BEGIN SELECTED EXTRACT

Merges the elements of one or more arrays together so that the values of one are appended to the end of the previous one. It returns the resulting array.
If the input arrays have the same string keys, then the later value for that key will overwrite the previous one. If, however, the arrays contain numeric keys, the later value will not overwrite the original value, but will be appended.
Values in the input array with numeric keys will be renumbered with incrementing keys starting from zero in the result array.
Initial array to merge.
Variable list of arrays to merge.
Returns the resulting array.
<?php $array1 = array("color" => "red", 2, 4); $array2 = array("a", "b", "color" => "green", "shape" => "trapezoid", 4); $result = array_merge($array1, $array2); print_r($result); ?>
The above example will output:
Array ( [color] => green [0] => 2 [1] => 4 [2] => a [3] => b [shape] => trapezoid [4] => 4 )

END SELECTED EXTRACT
BEGIN SUPPLIED ENTRIES

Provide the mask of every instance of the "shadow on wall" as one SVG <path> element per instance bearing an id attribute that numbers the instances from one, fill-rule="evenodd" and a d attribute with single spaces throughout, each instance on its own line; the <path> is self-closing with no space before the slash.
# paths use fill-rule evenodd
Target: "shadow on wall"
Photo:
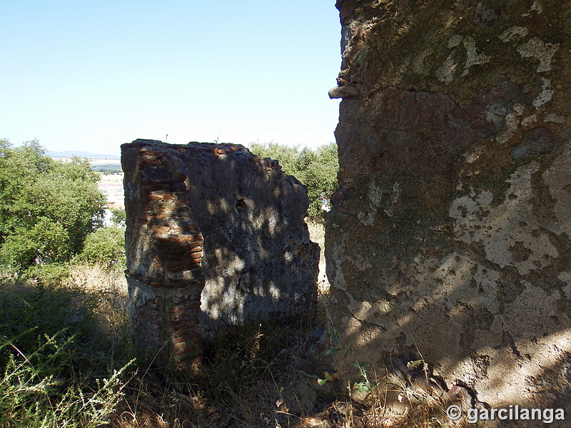
<path id="1" fill-rule="evenodd" d="M 196 365 L 201 333 L 297 318 L 315 305 L 319 247 L 303 221 L 305 190 L 276 161 L 231 144 L 137 140 L 122 153 L 127 276 L 143 349 L 170 342 L 175 360 L 186 355 L 181 365 Z"/>
<path id="2" fill-rule="evenodd" d="M 338 2 L 356 91 L 335 131 L 333 321 L 359 361 L 415 355 L 490 405 L 569 415 L 570 9 L 453 3 Z"/>

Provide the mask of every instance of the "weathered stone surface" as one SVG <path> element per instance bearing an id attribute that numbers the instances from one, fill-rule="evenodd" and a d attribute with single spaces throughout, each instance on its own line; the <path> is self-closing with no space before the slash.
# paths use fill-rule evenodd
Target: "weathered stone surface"
<path id="1" fill-rule="evenodd" d="M 360 361 L 420 353 L 490 405 L 571 414 L 570 4 L 337 6 L 360 95 L 335 131 L 333 328 Z"/>
<path id="2" fill-rule="evenodd" d="M 151 357 L 196 366 L 208 327 L 315 305 L 308 200 L 276 161 L 232 144 L 136 140 L 121 151 L 133 336 Z"/>

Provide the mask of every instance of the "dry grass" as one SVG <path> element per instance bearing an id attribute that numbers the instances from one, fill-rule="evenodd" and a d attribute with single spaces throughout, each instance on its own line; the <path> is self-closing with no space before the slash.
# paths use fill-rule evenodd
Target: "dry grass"
<path id="1" fill-rule="evenodd" d="M 435 388 L 389 381 L 372 373 L 369 391 L 355 388 L 363 379 L 340 376 L 346 397 L 315 414 L 300 404 L 299 359 L 306 357 L 308 333 L 326 324 L 329 284 L 325 278 L 323 227 L 309 225 L 312 240 L 322 246 L 320 307 L 310 320 L 290 325 L 249 323 L 229 327 L 205 344 L 205 364 L 198 373 L 151 371 L 138 367 L 126 373 L 123 396 L 111 415 L 116 428 L 415 428 L 463 426 L 447 419 L 445 394 Z M 126 282 L 122 272 L 101 266 L 73 267 L 61 287 L 95 299 L 103 334 L 129 342 Z M 81 303 L 81 302 L 79 302 Z M 111 350 L 109 350 L 111 351 Z M 121 352 L 129 352 L 130 350 Z"/>

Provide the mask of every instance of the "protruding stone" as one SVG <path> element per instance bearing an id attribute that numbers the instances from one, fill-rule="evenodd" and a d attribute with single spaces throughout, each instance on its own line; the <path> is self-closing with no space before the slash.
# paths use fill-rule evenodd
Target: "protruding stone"
<path id="1" fill-rule="evenodd" d="M 359 96 L 360 91 L 355 86 L 345 85 L 345 86 L 335 86 L 333 89 L 330 89 L 328 93 L 329 98 L 333 99 Z"/>

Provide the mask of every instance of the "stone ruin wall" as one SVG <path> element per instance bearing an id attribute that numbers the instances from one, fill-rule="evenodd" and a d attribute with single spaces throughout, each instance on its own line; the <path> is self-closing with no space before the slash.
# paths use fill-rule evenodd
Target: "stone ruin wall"
<path id="1" fill-rule="evenodd" d="M 121 146 L 133 339 L 149 360 L 197 367 L 221 323 L 285 320 L 315 304 L 319 247 L 305 188 L 241 146 Z"/>
<path id="2" fill-rule="evenodd" d="M 336 6 L 338 368 L 422 355 L 480 402 L 569 417 L 571 6 Z"/>

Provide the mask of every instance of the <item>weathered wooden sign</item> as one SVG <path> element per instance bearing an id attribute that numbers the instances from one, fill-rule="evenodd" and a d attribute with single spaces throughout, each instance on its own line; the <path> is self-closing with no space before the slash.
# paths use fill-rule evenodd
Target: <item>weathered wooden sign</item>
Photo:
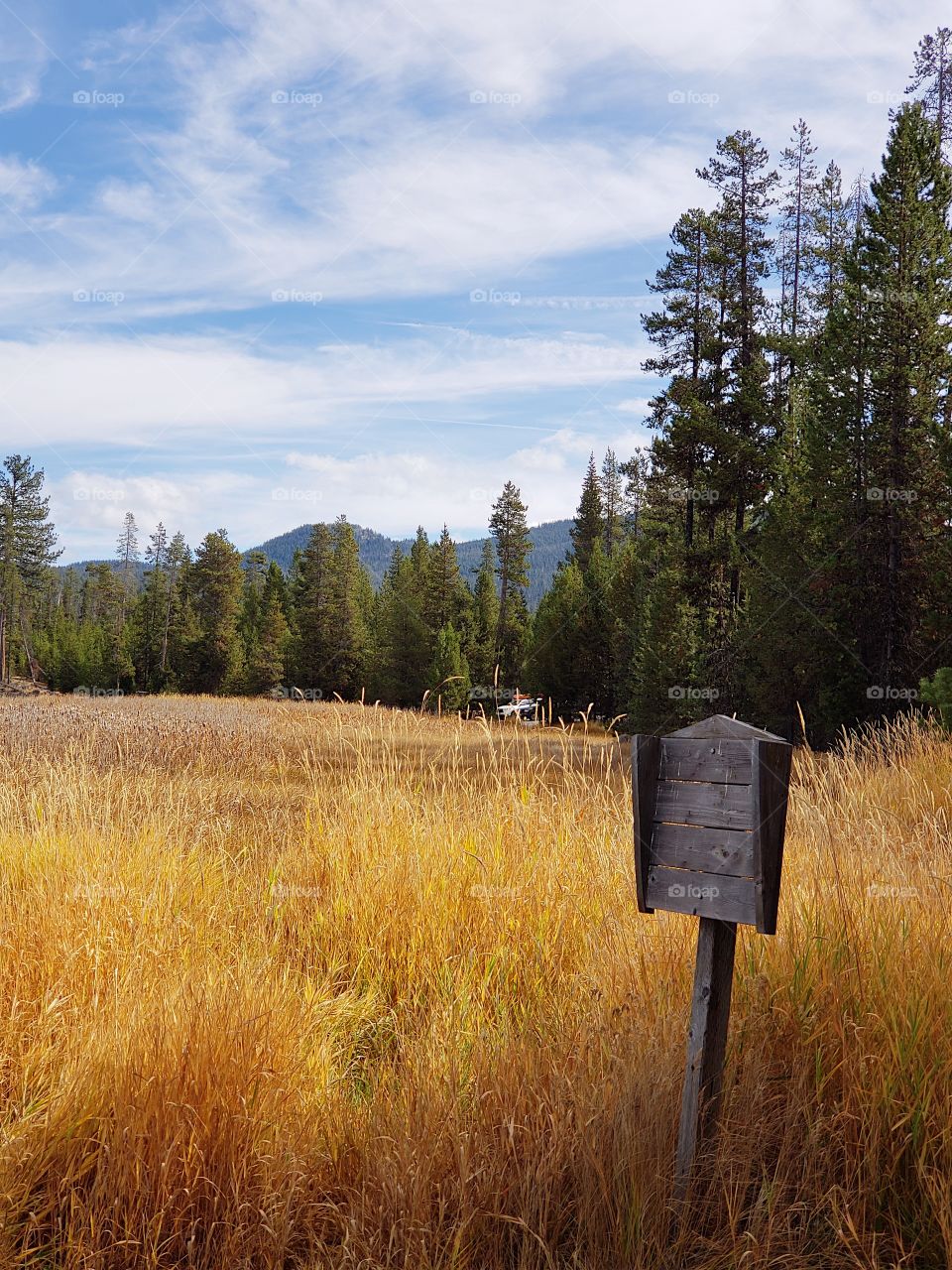
<path id="1" fill-rule="evenodd" d="M 717 1115 L 737 923 L 777 930 L 791 754 L 779 737 L 725 715 L 632 739 L 638 908 L 701 918 L 675 1166 L 682 1196 Z"/>

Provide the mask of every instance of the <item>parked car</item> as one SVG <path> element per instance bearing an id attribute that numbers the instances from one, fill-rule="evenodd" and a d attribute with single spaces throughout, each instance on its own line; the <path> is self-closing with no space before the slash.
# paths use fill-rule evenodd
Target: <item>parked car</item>
<path id="1" fill-rule="evenodd" d="M 498 719 L 518 719 L 519 723 L 536 723 L 542 697 L 522 697 L 519 701 L 506 701 L 496 707 Z"/>

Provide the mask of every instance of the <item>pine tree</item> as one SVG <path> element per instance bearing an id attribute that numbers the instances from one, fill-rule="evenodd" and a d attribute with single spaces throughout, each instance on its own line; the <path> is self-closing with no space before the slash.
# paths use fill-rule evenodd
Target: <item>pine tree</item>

END SUPPLIED ENTRIES

REQUIREMENTS >>
1/ Summarize the text on merging arrays in two sentences.
2/ Extract word for word the stretch of the text on merging arrays from "If the input" through "will be appended.".

RESPONSE LIST >>
1/ One or more arrays are merged by appending each one's values to the end of the previous one, and the resulting array is returned. When string keys match, the later value overwrites the earlier one, while values with numeric keys are appended and renumbered with incrementing keys starting from zero.

2/
If the input arrays have the same string keys, then the later value for that key will overwrite the previous one. If, however, the arrays contain numeric keys, the later value will not overwrite the original value, but will be appended.